• **Task directions**: Present every line of the records below as a numbered list, omitting blank lines and leaving the pictures out of your answer.

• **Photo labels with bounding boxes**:
********

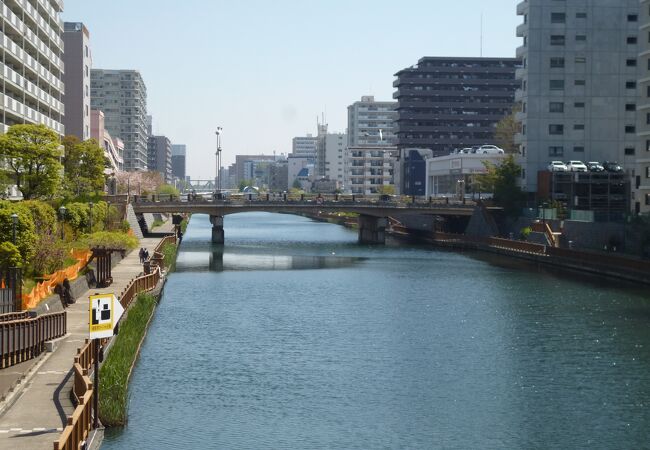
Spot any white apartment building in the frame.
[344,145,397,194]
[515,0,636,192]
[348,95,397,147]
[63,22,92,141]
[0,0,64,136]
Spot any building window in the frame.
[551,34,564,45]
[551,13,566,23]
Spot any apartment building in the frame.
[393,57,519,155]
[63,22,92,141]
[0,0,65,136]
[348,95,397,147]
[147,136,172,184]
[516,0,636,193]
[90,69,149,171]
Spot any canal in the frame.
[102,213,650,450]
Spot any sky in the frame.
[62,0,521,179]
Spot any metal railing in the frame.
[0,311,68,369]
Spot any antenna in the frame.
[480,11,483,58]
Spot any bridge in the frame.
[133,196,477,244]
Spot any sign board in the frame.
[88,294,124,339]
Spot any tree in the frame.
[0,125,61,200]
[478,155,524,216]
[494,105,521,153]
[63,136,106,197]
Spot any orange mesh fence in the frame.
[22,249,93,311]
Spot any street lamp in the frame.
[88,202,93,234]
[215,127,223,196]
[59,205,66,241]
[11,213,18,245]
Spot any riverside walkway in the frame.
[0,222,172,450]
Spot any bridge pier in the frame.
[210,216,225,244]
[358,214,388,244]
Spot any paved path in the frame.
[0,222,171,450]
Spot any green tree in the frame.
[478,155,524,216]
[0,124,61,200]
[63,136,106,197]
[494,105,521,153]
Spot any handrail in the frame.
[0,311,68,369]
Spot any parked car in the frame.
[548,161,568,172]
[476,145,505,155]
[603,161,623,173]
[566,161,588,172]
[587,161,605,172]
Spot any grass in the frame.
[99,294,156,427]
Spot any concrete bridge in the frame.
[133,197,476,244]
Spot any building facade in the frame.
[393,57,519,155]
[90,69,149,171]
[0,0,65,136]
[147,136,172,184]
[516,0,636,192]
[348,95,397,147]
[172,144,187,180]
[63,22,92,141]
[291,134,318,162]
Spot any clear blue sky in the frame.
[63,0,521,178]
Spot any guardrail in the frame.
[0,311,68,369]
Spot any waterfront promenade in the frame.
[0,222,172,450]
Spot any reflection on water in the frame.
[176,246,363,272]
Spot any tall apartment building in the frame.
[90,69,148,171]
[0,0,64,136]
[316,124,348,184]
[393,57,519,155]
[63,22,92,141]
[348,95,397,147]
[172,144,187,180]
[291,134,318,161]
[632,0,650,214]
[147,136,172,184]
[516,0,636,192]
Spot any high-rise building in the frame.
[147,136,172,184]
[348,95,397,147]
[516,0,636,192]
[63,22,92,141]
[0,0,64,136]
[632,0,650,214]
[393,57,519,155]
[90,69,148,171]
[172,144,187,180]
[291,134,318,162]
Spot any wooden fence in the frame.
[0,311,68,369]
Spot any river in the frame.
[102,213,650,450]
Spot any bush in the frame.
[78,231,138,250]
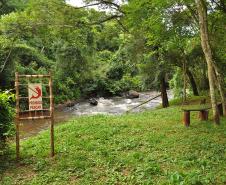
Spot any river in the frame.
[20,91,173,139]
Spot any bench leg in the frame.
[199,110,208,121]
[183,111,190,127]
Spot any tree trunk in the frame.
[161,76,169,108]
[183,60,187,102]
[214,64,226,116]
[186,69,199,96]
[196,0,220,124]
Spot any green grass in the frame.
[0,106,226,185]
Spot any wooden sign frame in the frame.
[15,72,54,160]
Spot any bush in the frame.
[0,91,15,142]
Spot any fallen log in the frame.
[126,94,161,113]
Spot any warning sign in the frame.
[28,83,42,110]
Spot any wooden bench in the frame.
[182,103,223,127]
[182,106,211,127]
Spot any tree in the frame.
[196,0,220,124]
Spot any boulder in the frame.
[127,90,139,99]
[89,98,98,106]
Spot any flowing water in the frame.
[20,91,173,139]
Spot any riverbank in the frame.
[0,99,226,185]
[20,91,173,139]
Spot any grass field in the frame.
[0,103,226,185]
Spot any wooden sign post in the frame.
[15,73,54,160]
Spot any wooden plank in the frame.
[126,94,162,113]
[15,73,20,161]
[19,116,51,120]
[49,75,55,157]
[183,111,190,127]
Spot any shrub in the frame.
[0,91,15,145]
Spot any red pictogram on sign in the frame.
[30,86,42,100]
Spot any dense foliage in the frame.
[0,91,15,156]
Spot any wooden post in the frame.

********

• **Written response**:
1. Spot any white apartment building in the frame.
2. [344,145,397,194]
3. [515,0,636,192]
4. [348,95,397,147]
5. [63,22,92,141]
6. [0,0,64,136]
7. Spot any building window in the frame.
8. [551,34,564,45]
9. [551,13,566,23]
10. Spot any apartment building in the frame.
11. [393,57,519,155]
12. [63,22,92,141]
13. [0,0,65,136]
14. [348,95,397,147]
15. [147,136,172,184]
16. [516,0,636,193]
17. [90,69,149,171]
18. Spot any canal in the frame.
19. [102,213,650,450]
20. Spot any sky in the frame.
21. [62,0,521,179]
22. Spot any metal railing in the frame.
23. [0,311,68,369]
24. Spot any antenna in the frame.
25. [480,11,483,58]
26. Spot any bridge in the frame.
27. [133,196,477,244]
28. Spot any sign board in the frame.
29. [88,294,124,339]
30. Spot any tree in the frame.
31. [0,125,61,200]
32. [478,155,524,216]
33. [494,105,521,153]
34. [63,136,106,197]
35. Spot any orange mesh fence in the frame.
36. [22,249,93,311]
37. Spot any street lamp in the frame.
38. [88,202,93,234]
39. [215,127,223,196]
40. [59,205,66,241]
41. [11,213,18,245]
42. Spot any riverside walkway in the frame.
43. [0,222,172,450]
44. Spot any bridge pier in the frame.
45. [210,216,225,244]
46. [358,214,388,244]
47. Spot any paved path in the frame.
48. [0,222,171,450]
49. Spot any green tree in the frame.
50. [478,155,524,216]
51. [0,124,61,200]
52. [63,136,106,197]
53. [494,105,521,153]
54. Spot any handrail in the frame.
55. [0,311,68,369]
56. Spot any parked car in the frame.
57. [548,161,568,172]
58. [476,145,505,155]
59. [603,161,623,173]
60. [566,161,588,172]
61. [587,161,605,172]
62. Spot any grass in the frame.
63. [99,294,156,427]
64. Spot any concrete bridge in the frame.
65. [133,197,476,244]
66. Spot any building facade in the frame.
67. [393,57,519,155]
68. [90,69,149,171]
69. [0,0,65,136]
70. [147,136,172,184]
71. [516,0,636,192]
72. [348,95,397,147]
73. [172,144,187,180]
74. [63,22,92,141]
75. [291,134,318,162]
76. Spot any clear blue sky in the frame.
77. [63,0,521,178]
78. Spot any guardrail in the frame.
79. [0,311,68,369]
80. Spot any waterfront promenade in the frame.
81. [0,222,172,450]
82. Spot any reflection on water in the frame.
83. [176,246,363,272]
84. Spot any tall apartment building in the frame.
85. [90,69,148,171]
86. [0,0,64,136]
87. [316,124,348,184]
88. [393,57,519,155]
89. [63,22,92,141]
90. [348,95,397,147]
91. [172,144,187,180]
92. [291,134,318,161]
93. [632,0,650,214]
94. [147,136,172,184]
95. [516,0,636,192]
96. Spot any high-rise building in the frame.
97. [147,136,172,184]
98. [348,95,397,147]
99. [516,0,636,192]
100. [63,22,92,141]
101. [0,0,64,136]
102. [632,0,650,214]
103. [393,57,519,155]
104. [90,69,148,171]
105. [172,144,187,180]
106. [291,134,318,162]
107. Spot any wooden fence in the frame.
108. [0,311,68,369]
109. Spot any river in the frame.
110. [102,213,650,450]
111. Spot any bush in the frame.
112. [78,231,138,250]
113. Spot any river in the frame.
114. [20,91,173,139]
115. Spot any bench leg in the frame.
116. [199,110,208,121]
117. [183,111,190,127]
118. Spot any tree trunk in the frame.
119. [161,76,169,108]
120. [183,60,187,102]
121. [214,64,226,116]
122. [186,69,199,96]
123. [196,0,220,124]
124. Spot any green grass in the frame.
125. [0,106,226,185]
126. Spot any wooden sign frame in the frame.
127. [15,72,54,160]
128. Spot any bush in the frame.
129. [0,91,15,142]
130. Spot any fallen log in the frame.
131. [126,94,161,113]
132. Spot any warning sign in the frame.
133. [28,83,42,110]
134. Spot any wooden bench in the frame.
135. [182,103,223,127]
136. [182,106,211,127]
137. Spot any tree in the frame.
138. [196,0,220,124]
139. Spot any boulder in the frame.
140. [127,90,139,99]
141. [89,98,98,106]
142. Spot any flowing water in the frame.
143. [20,91,173,139]
144. Spot any riverbank in the frame.
145. [0,99,226,185]
146. [20,91,173,139]
147. Spot any grass field in the frame.
148. [0,103,226,185]
149. Spot any wooden sign post in the frame.
150. [15,73,54,160]
151. Spot any wooden plank in the frame.
152. [126,94,162,113]
153. [15,73,20,161]
154. [19,116,51,120]
155. [49,75,55,157]
156. [183,111,190,127]
157. Spot any shrub in the frame.
158. [0,91,15,145]
159. Spot any red pictogram on sign in the frame.
160. [30,86,42,100]
161. Spot any dense foliage in the frame.
162. [0,91,15,156]
163. Spot any wooden post in the frame.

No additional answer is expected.